* [Exercise description] The entries below contain a line with "like [240, 119]." and a line with "like [293, 1].". Quote exactly those two lines and all lines between them.

====== Study material

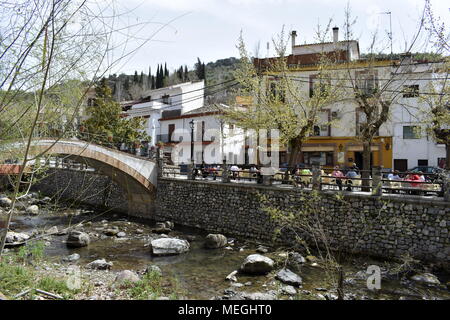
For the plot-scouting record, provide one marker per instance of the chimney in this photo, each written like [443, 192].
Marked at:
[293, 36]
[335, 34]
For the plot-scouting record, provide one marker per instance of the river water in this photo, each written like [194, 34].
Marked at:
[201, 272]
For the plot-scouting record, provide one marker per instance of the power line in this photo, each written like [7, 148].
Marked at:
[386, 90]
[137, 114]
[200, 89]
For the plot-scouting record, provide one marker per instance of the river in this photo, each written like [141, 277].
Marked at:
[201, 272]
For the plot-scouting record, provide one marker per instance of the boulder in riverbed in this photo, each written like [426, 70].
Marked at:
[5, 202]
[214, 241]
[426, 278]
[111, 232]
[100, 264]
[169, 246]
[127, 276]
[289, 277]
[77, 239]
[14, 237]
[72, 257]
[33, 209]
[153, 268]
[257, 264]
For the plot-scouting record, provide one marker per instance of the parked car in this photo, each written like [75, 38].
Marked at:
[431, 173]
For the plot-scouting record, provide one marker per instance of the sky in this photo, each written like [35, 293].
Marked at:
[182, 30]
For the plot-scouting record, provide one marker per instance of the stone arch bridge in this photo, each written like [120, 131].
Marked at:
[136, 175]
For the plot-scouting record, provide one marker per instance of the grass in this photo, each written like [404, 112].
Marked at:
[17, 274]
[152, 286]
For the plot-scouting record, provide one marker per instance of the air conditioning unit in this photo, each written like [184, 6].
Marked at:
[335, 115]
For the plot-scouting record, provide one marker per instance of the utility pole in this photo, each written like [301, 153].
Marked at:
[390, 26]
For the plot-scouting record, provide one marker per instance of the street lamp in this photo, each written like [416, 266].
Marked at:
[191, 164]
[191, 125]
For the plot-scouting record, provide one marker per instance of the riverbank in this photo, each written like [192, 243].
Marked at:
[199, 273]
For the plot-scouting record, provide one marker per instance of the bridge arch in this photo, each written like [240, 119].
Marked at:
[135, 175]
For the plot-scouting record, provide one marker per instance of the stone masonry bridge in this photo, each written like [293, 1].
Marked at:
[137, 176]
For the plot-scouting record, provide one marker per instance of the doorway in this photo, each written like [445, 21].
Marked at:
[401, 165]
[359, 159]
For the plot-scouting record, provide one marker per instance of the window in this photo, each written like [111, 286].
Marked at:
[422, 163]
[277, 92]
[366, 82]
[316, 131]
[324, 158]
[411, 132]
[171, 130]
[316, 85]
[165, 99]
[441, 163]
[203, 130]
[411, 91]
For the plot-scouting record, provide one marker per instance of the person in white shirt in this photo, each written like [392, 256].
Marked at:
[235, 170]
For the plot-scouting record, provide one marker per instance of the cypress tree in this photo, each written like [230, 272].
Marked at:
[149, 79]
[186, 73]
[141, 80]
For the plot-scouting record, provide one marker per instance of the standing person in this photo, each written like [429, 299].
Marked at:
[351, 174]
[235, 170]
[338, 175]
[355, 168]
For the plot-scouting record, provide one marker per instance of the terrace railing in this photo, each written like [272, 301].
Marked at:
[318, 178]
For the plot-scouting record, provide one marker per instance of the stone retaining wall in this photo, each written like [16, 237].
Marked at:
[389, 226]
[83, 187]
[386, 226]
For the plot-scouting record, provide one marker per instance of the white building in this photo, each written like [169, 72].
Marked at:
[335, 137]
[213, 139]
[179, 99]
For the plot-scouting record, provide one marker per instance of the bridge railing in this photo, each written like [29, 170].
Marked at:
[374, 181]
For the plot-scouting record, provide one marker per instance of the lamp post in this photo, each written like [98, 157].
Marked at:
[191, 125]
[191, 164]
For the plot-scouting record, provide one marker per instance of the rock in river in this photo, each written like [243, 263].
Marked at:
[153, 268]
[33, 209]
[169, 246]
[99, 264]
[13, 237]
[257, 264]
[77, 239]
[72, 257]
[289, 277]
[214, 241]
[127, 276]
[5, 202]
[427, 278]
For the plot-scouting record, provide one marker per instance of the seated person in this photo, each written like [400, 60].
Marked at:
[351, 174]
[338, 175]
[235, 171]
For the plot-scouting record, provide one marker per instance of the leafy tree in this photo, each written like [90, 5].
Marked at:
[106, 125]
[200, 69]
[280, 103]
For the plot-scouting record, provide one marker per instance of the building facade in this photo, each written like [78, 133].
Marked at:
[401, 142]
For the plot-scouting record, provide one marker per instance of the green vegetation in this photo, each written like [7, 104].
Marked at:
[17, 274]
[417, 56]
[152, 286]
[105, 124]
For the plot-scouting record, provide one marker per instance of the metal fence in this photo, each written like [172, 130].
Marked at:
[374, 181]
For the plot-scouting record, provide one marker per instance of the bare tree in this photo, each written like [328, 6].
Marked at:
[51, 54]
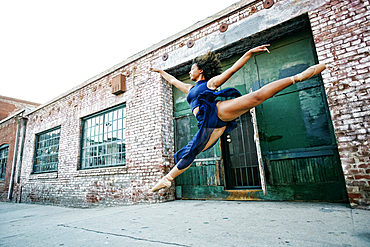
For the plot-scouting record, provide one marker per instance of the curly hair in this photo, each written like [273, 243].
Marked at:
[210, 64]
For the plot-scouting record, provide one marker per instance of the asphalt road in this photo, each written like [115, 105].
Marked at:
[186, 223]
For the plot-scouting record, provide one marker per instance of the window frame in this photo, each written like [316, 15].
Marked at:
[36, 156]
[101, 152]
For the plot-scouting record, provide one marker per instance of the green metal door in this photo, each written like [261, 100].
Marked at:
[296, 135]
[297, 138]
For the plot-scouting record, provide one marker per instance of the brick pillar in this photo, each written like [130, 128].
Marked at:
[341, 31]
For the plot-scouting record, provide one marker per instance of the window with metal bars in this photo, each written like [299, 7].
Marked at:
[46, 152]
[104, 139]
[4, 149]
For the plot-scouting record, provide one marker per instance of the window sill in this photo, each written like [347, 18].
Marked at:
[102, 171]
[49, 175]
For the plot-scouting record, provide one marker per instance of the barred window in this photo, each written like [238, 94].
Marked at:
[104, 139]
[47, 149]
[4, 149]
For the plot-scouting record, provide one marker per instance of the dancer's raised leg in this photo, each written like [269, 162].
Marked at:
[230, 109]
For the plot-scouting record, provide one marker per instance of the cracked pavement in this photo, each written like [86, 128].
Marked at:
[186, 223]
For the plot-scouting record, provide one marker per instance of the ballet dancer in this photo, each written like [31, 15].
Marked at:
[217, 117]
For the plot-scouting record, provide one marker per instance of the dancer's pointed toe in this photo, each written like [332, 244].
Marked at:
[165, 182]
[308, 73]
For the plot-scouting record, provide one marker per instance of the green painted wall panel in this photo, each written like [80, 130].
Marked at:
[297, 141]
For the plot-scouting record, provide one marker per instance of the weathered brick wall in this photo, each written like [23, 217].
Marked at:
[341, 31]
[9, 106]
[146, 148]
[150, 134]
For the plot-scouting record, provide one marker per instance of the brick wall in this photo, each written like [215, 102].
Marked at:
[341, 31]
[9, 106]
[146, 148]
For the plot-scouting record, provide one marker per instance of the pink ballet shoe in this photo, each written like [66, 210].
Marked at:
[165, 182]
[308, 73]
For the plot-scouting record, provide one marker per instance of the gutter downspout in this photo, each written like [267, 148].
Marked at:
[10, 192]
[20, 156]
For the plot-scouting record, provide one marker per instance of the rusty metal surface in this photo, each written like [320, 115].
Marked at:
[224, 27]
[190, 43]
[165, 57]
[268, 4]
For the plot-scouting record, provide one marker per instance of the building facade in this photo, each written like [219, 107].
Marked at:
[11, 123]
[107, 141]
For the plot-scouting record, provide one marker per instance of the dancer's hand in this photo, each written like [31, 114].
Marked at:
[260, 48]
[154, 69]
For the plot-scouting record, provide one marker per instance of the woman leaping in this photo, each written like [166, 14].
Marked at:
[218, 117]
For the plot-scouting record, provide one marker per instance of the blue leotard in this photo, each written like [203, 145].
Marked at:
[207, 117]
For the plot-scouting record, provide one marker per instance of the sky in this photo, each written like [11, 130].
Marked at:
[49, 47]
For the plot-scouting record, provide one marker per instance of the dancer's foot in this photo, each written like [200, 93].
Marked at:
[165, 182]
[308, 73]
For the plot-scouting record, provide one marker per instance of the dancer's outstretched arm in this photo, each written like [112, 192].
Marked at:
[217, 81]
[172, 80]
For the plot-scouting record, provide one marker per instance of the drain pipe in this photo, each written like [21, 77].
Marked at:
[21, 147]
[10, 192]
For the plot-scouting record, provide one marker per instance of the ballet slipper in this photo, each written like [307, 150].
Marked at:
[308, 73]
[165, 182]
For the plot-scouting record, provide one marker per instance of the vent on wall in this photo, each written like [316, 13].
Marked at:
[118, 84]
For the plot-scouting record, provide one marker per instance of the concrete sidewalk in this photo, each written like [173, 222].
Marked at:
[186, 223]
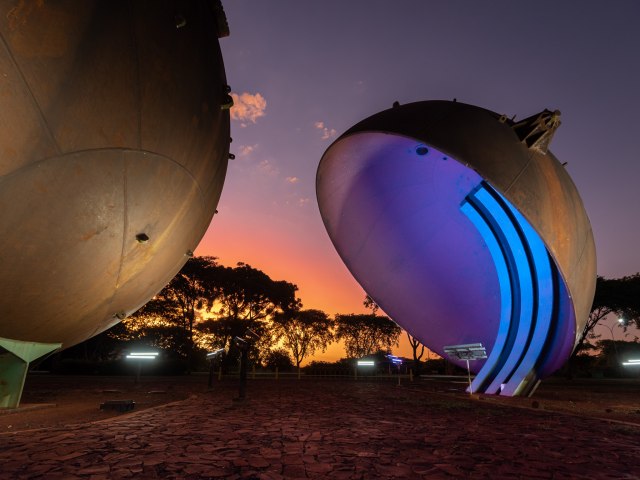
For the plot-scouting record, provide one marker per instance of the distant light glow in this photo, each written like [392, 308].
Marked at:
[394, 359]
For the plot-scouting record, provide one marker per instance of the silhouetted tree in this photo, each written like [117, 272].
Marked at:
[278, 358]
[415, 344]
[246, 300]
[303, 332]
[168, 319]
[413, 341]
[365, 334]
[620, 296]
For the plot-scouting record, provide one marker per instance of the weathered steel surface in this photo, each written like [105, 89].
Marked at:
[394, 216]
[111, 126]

============
====== Study material

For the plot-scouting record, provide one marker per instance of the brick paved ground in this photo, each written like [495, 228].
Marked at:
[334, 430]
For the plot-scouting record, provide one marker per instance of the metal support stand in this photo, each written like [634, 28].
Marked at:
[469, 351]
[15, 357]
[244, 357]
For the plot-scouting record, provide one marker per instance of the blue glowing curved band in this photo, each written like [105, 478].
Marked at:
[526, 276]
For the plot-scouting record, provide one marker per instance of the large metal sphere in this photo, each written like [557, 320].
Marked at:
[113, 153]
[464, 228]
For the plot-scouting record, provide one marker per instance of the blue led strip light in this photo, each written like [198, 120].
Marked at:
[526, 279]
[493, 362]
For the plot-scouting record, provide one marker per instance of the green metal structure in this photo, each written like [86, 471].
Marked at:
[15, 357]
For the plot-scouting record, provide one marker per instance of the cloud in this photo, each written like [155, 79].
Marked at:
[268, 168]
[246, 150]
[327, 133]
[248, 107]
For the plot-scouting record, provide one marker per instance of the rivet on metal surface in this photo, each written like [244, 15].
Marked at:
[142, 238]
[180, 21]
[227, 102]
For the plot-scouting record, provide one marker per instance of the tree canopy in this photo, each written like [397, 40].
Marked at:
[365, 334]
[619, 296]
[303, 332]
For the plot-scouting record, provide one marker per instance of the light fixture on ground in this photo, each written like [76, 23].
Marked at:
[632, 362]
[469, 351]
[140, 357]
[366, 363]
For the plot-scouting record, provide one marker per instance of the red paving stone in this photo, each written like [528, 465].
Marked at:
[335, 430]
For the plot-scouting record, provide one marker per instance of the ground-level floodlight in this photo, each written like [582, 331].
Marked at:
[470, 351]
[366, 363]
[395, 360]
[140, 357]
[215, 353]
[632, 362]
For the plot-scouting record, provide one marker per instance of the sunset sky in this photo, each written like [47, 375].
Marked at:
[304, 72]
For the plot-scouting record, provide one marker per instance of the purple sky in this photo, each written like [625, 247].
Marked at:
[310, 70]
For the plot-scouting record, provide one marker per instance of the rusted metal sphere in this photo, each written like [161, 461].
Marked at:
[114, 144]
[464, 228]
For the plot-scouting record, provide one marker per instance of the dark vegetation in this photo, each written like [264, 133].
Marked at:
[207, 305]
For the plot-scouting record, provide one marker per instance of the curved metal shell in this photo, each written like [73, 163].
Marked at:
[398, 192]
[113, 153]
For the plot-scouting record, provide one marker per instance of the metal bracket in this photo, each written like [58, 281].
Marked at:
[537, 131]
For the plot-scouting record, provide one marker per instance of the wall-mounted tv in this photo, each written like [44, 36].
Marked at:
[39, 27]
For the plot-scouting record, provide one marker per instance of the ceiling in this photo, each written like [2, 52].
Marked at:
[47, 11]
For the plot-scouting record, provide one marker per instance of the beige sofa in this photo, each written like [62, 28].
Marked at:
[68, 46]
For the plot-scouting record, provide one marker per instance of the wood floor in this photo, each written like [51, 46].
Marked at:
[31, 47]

============

* [Exercise answer]
For the plot-scouting record, provide one marker per instance of the bridge arch in this photo, each written like [240, 119].
Marked at:
[135, 175]
For the plot-scouting record, provide one marker per instance of the stone masonry bridge in this photo, each written like [293, 1].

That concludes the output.